# Excerpted text
[Start of section]

He did acknowledge that the government was “under no illusion that poaching has become a threat to Botswana with her large elephant population”, and concluded by asking that the report’s authors “immediately submit their raw data to IUCN AESP for further independent review in the interest of transparency.”
See below for full press release
Press release from Botswana’s Ministry of Environment, Natural Resources Conservation and Tourism
The Ministry of Environment, Natural Resources Conservation and Tourism wishes to inform the public that we have received a report of the 2018 aerial survey of elephants and other wildlife species in northern Botswana undertaken by Elephants Without Borders. Although the Department of Wildlife and National Parks participated in the conduct of the survey through secondment of one officer, it was not involved in the analysis and report writing.
A review of the methodology used in the survey indicates that it is sound and was based on the established methodology for flying aerial surveys using transects. We, however, have concerns about the blending of several different techniques, i.e. sample counts, total counts and reconnaissance flights.

[End of section]

# Instructions
**1.** Answer these from the Botswana survey excerpt:
(a) Which organization undertook the 2018 aerial survey of elephants and other wildlife in northern Botswana?
(b) How did the Department of Wildlife and National Parks take part in conducting the survey?
(c) To whom should the report's authors submit their raw data?
**2.** From the Botswana survey excerpt, extract word for word the passage from "A review of" up to and including "and reconnaissance flights.".
Rely only on the Botswana survey excerpt for every answer.

# Data supplied
[Start of section]

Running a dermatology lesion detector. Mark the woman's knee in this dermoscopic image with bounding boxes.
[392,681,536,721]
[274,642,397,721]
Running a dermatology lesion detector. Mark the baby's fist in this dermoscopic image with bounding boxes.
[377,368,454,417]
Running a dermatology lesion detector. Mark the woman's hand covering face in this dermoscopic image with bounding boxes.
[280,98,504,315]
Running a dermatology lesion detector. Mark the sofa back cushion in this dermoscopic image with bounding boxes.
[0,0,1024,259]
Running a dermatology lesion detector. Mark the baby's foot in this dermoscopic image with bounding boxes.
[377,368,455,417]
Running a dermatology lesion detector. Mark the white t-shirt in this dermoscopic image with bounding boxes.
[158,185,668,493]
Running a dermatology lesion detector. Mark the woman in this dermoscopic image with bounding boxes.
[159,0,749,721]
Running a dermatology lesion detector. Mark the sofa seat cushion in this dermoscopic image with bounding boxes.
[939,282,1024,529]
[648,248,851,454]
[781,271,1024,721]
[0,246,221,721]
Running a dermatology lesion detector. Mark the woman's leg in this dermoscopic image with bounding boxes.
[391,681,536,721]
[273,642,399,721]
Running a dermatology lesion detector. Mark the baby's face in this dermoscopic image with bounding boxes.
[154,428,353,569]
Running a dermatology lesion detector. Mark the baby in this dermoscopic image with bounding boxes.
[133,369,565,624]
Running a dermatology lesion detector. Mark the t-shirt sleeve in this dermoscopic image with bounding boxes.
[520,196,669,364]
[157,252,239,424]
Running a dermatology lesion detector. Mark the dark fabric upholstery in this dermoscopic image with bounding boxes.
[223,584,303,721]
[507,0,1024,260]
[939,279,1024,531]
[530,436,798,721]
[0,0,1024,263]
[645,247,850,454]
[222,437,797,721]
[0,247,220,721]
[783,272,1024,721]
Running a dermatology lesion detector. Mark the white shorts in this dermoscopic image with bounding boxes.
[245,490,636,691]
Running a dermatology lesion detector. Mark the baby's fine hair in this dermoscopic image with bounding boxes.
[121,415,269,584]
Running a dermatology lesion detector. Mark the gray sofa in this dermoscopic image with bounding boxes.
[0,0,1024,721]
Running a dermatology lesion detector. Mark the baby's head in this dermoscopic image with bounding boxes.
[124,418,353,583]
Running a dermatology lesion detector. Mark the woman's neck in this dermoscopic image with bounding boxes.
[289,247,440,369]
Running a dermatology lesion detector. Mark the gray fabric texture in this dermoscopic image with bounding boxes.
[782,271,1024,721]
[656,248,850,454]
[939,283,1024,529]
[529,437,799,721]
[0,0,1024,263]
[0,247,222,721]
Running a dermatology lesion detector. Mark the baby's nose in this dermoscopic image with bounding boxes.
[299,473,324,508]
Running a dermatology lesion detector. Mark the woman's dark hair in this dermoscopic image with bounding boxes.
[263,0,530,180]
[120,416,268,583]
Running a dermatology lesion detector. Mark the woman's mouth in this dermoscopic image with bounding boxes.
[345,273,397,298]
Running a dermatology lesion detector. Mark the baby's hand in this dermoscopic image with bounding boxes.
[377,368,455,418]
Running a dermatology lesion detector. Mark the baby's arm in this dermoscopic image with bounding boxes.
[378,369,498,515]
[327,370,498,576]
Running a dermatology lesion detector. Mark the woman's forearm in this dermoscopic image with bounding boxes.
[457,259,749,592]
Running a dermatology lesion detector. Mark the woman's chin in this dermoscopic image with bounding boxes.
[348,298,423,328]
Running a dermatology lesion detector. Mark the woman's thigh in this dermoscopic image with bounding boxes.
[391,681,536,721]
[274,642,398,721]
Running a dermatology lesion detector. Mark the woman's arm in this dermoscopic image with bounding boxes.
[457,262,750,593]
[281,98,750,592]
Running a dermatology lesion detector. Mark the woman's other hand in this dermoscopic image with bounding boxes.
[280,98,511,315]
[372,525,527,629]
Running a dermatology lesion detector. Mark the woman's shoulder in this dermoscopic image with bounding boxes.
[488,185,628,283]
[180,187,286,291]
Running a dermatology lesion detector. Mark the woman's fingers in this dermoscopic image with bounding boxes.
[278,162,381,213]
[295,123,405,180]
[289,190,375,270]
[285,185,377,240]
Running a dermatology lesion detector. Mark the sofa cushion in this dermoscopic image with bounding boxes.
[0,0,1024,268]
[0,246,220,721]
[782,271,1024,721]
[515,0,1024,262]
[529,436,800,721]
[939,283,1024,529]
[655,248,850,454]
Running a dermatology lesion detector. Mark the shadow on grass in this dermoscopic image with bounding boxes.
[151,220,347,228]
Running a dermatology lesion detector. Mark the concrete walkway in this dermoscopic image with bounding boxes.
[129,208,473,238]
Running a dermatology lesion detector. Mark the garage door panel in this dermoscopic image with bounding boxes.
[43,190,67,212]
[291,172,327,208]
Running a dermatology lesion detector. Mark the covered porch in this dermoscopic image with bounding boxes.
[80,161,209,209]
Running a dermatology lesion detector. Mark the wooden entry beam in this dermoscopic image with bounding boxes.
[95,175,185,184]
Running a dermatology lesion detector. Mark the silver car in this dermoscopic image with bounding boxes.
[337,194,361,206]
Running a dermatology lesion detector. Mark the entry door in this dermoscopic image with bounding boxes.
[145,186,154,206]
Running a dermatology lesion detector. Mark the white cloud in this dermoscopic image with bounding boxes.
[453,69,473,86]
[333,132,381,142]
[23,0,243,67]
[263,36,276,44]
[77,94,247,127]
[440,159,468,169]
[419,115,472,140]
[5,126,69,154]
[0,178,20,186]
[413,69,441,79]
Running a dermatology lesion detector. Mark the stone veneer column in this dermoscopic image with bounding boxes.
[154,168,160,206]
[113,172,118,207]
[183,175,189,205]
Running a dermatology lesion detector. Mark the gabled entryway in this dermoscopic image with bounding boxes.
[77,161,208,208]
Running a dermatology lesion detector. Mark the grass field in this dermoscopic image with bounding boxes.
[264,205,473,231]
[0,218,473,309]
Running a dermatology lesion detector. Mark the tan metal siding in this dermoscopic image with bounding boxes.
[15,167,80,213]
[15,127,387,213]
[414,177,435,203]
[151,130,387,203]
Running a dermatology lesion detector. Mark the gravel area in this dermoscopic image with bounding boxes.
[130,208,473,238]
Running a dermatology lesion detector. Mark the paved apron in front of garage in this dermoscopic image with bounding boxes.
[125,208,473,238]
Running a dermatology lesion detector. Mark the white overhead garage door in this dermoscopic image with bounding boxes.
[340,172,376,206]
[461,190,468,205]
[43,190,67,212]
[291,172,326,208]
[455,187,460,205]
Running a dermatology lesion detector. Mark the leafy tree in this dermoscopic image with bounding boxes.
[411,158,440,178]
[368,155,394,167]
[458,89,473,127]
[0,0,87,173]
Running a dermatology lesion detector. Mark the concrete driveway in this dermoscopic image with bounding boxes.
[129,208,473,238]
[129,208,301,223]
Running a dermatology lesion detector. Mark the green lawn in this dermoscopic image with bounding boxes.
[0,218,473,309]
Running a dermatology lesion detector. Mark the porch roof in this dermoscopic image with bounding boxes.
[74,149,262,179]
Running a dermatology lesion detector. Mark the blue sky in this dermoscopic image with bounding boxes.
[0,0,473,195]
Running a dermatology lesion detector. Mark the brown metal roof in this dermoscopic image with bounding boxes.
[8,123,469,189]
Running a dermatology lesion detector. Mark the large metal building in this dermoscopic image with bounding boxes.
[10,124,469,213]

[End of section]

# Set of answers
**1.**
(a) Elephants Without Borders.
(b) Through the secondment of one officer.
(c) To IUCN AESP, for further independent review.

**2.**
A review of the methodology used in the survey indicates that it is sound and was based on the established methodology for flying aerial surveys using transects. We, however, have concerns about the blending of several different techniques, i.e. sample counts, total counts and reconnaissance flights.